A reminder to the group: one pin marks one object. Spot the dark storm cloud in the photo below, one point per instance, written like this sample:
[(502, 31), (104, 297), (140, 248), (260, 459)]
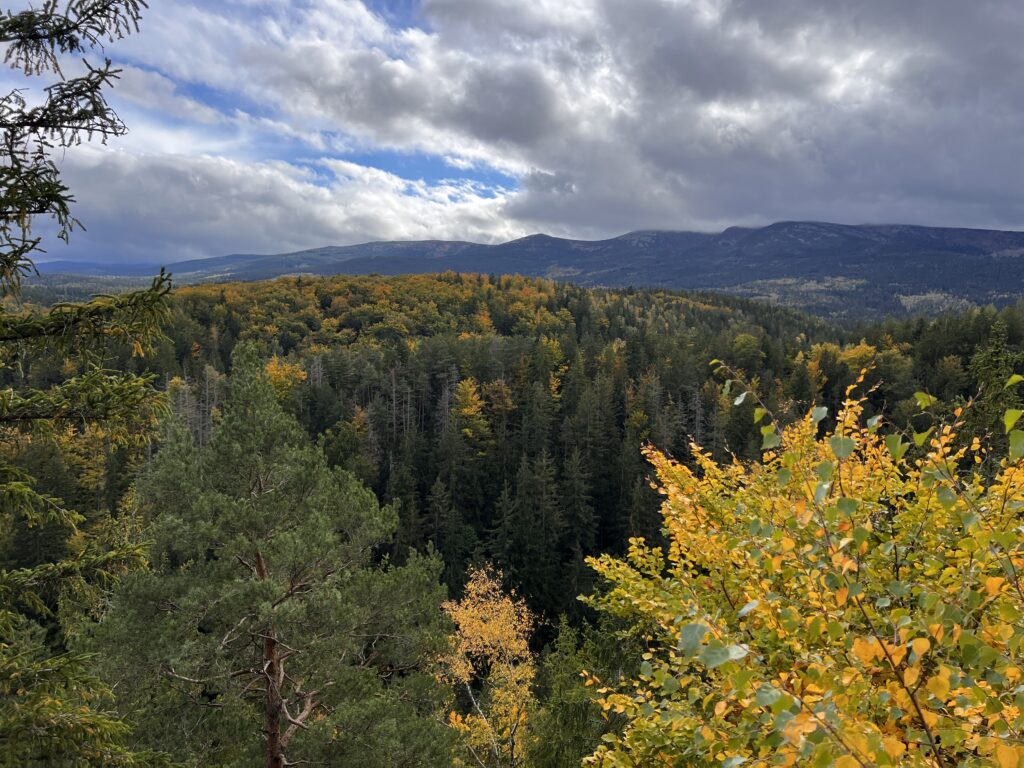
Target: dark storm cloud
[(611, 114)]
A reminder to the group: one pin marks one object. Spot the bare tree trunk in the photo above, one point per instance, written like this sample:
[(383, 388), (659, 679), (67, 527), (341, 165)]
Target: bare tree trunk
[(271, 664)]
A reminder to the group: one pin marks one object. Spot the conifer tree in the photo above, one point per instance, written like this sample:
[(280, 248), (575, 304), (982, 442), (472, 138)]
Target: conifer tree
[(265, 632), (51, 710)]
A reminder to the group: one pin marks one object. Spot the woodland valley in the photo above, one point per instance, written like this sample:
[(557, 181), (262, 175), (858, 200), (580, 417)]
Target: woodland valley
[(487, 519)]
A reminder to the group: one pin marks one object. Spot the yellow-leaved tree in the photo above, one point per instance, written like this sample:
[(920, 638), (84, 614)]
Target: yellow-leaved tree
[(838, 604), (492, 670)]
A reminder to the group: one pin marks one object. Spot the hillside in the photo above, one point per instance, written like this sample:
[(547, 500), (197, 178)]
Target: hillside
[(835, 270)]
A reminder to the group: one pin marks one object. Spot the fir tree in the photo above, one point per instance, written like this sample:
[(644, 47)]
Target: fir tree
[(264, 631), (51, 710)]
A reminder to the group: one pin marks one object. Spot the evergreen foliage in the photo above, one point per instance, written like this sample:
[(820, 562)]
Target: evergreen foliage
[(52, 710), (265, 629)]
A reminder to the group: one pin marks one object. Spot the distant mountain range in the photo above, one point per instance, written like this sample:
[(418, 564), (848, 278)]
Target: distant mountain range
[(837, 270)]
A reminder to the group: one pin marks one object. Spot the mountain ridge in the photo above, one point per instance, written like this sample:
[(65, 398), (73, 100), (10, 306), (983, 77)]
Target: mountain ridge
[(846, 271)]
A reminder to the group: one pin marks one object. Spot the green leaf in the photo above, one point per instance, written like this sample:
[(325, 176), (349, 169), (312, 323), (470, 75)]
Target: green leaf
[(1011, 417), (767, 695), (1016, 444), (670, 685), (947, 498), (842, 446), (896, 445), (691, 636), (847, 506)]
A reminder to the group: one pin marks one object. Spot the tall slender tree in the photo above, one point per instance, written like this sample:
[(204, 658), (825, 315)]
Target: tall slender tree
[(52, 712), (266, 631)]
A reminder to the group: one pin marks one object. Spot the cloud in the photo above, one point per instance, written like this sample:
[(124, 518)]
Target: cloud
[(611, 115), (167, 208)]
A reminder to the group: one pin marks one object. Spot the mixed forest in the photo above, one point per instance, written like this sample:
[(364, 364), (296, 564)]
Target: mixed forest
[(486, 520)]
+ + +
** EXERCISE DIRECTIONS **
Update the material starting at the line containing "Spot the conifer" and ending at the line containing "[(487, 519)]" by replacing "woodland valley" with "forested valley", leaving everything else unchanged. Return only those lines.

** FINAL RESULT **
A reminder to the group: one pin marks one object. Spot the conifer tree in the photo above, one point per instance, written like this sample:
[(280, 248), (575, 304), (982, 442), (472, 138)]
Target: conifer tree
[(265, 632), (51, 710)]
A reminder to the group: one pin marks one object. Spot the forested valley in the photo above, one point per instance, written like this sample:
[(557, 181), (262, 175), (858, 200), (580, 417)]
Target: forested valley
[(487, 519)]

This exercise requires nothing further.